→ Work instructions
Please retype, without changes, the part of the article on Google encrypting searches in China starting at "Universal or not, as" and ending at "monitor Internet use.".

Google is now "routinely encrypting" Web searches made by users in China, an expansion of search encryption practices the company has been conducting on a limited basis for several years, according to reports.

The move is not specifically aimed at China, which is known to censor the Internet and track the online activity of its citizens, but "rather part of a global expansion of privacy technology designed to thwart surveillance by government intelligence agencies, police and hackers," Google told The Washington Post.

In fact, the Internet giant began encrypting searches conducted by logged-in Google users in late 2011. Last September, in the wake of the NSA spying revelations made by Edward Snowden, Google stepped up its Searching over Secure Sockets Layer (SSL) parameters to cover basically all users of the site, logged in or not, Search Engine Land noted at the time.

Universal or not, as the Post noted, the current expansion of SSL-encrypted search by Google is likely to be an unwelcome development for the Chinese government and officials in other countries which routinely monitor Internet use.

"China's Great Firewall, as its censorship system is known, has long intercepted searches for information it deemed politically sensitive," the Post said. Chinese officials looking for search terms like "Dalai Lama" or "Tiananmen Square" could now be staring at "indecipherable strings of numbers and letters" when examining Google searches.

→ Extracted data
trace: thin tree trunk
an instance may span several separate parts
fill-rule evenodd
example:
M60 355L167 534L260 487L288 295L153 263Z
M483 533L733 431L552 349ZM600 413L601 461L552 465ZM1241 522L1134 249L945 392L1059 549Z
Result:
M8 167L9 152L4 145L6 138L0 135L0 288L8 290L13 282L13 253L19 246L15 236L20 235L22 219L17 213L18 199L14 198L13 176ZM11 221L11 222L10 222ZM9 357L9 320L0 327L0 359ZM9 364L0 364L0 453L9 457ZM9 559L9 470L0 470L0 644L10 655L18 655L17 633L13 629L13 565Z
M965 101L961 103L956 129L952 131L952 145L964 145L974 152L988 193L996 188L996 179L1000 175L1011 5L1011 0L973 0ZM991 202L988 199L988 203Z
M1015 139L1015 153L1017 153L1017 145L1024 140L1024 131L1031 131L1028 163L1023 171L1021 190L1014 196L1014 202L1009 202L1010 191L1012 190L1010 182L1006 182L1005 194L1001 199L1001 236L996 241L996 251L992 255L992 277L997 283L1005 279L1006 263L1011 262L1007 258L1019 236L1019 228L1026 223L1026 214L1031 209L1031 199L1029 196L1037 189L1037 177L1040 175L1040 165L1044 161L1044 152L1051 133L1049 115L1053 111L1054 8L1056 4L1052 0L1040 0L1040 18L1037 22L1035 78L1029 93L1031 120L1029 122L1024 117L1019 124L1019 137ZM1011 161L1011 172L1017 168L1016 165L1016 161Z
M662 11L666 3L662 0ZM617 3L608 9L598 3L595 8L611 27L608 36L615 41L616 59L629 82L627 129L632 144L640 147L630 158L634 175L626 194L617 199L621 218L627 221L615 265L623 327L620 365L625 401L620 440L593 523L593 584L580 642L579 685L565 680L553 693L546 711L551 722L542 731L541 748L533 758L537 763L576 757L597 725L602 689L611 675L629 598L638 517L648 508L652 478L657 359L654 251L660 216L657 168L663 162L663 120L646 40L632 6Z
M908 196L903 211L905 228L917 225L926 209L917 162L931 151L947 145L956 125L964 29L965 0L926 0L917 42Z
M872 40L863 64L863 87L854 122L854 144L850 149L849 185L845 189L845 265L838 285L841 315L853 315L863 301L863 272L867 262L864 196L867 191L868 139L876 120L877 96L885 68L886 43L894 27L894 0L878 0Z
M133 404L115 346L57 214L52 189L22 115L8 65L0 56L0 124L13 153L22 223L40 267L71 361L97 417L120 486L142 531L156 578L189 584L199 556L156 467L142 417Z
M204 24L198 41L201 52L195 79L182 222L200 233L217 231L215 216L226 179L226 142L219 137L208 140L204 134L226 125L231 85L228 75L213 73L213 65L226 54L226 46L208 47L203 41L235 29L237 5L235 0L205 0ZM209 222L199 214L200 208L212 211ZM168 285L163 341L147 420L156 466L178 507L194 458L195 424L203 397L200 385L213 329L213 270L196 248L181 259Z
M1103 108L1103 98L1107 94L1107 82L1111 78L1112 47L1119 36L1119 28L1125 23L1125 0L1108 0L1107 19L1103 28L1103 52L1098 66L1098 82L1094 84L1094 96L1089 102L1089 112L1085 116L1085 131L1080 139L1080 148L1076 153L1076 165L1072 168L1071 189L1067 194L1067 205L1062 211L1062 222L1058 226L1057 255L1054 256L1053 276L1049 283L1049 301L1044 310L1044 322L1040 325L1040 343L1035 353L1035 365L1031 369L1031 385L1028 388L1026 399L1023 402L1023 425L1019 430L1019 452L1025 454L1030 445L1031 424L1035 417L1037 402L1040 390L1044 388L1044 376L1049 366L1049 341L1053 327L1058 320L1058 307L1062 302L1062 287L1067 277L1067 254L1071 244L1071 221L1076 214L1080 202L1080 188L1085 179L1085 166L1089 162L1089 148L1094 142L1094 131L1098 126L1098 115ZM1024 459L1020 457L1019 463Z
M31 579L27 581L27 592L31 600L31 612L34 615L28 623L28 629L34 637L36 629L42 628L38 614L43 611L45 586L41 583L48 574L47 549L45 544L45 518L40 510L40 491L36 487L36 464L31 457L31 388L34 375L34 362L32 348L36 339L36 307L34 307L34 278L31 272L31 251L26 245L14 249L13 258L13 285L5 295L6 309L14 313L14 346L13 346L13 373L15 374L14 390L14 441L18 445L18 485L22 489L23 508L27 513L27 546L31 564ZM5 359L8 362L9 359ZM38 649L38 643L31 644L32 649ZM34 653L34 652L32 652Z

→ Written response
Universal or not, as the Post noted, the current expansion of SSL-encrypted search by Google is likely to be an unwelcome development for the Chinese government and officials in other countries which routinely monitor Internet use.